Point-per-instance localization data:
************

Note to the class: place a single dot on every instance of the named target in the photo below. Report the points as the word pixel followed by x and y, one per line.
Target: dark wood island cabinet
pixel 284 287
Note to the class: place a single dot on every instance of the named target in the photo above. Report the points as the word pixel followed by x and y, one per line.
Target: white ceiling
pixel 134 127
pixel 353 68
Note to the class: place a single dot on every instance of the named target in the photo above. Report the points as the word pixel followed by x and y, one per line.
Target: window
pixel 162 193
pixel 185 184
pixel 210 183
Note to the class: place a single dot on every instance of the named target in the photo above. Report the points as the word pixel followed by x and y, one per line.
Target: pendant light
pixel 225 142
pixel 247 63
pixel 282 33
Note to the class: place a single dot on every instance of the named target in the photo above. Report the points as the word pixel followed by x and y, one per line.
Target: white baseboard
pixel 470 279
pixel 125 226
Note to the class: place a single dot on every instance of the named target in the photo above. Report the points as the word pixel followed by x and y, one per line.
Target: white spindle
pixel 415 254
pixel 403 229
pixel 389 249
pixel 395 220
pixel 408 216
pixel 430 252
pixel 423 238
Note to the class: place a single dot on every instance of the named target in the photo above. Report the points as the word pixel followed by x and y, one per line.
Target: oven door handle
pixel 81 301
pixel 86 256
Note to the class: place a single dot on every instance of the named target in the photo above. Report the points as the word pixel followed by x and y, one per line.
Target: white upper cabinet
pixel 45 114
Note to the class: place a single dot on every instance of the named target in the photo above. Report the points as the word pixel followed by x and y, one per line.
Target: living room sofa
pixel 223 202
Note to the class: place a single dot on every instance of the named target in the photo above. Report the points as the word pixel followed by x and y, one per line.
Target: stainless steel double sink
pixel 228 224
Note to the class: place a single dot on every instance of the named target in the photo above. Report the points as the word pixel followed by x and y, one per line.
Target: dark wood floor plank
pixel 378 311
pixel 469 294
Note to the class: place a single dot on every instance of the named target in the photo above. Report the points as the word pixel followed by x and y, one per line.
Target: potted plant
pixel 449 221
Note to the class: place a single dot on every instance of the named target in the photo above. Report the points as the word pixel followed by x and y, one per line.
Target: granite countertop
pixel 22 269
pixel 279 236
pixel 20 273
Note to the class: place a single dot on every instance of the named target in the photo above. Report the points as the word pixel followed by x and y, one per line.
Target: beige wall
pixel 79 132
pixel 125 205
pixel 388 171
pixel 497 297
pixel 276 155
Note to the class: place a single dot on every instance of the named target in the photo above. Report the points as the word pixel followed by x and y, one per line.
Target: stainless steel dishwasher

************

- PROBLEM TO SOLVE -
All the lines above need to be retyped exactly, with nothing left out.

- RESULT -
Note to the class: place a single dot on every instance of the named target in the photo below. Report the points as the word pixel followed by x and y, one per line.
Target: dark wood island cabinet
pixel 284 287
Note to the class: place a single dot on every instance of the named target in the photo above. Report the points as the word pixel followed by x and y, one per line.
Target: white ceiling
pixel 134 127
pixel 353 68
Note to the class: place a single dot on every instance of the named target in the photo above. Report the points as the word pixel followed by x and y, one per line.
Target: window
pixel 162 193
pixel 185 184
pixel 210 183
Note to the class: place a single dot on every instance of the named target in the photo above. Report the points as the word pixel followed by x and y, one per line.
Target: pendant light
pixel 225 142
pixel 247 63
pixel 282 33
Note to the class: place a single dot on every instance of the named target in the photo above. Report the points as the word pixel followed by x and y, one per line.
Target: white baseboard
pixel 470 279
pixel 125 226
Note to the class: place a single dot on every instance of the named target in the photo above. Report the points as the word pixel followed by x and y, one per line.
Target: white spindle
pixel 415 254
pixel 403 229
pixel 389 249
pixel 395 220
pixel 408 216
pixel 430 252
pixel 423 238
Note to the class: place a single dot on every instance of the named target in the photo above. Report the points as the word pixel followed by x and y, one per line.
Target: oven door handle
pixel 81 301
pixel 86 256
Note to the class: place a single dot on every instance of the named target in the photo above. Report the points as the word pixel followed by x and y, one per line.
Target: white upper cabinet
pixel 45 114
Note to the class: place a single dot on every instance of the named target in the photo above. Report the points as the word pixel followed by x and y, one per line.
Target: living room sofa
pixel 223 202
Note to the class: place a single dot on every instance of the named target in the photo above. Report the points as the word pixel followed by x and y, one per line.
Target: stainless steel double sink
pixel 228 224
Note to the class: place a single dot on every instance of the named target in the photo above. Report the points as the word pixel followed by x and y, one per line.
Target: dark wood floor plank
pixel 378 311
pixel 469 294
Note to the class: place a single dot on every instance of the named target in the photo above. Report the points as the word pixel followed by x and y, one per line.
Target: potted plant
pixel 449 221
Note to the class: place a single dot on every instance of the named target in the photo above. Report the points as the word pixel followed by x and y, one per line.
Target: granite countertop
pixel 22 269
pixel 279 236
pixel 20 273
Note to the class: place a single dot on every instance of the named target in the photo above. Report the points as the word pixel followed by x and y, one per line.
Target: beige wall
pixel 79 132
pixel 125 205
pixel 388 171
pixel 497 297
pixel 276 155
Note to the class: place a single dot on every instance of the named target in the photo above. Report the points as the word pixel followed by x and y, one per line.
Target: stainless steel dishwasher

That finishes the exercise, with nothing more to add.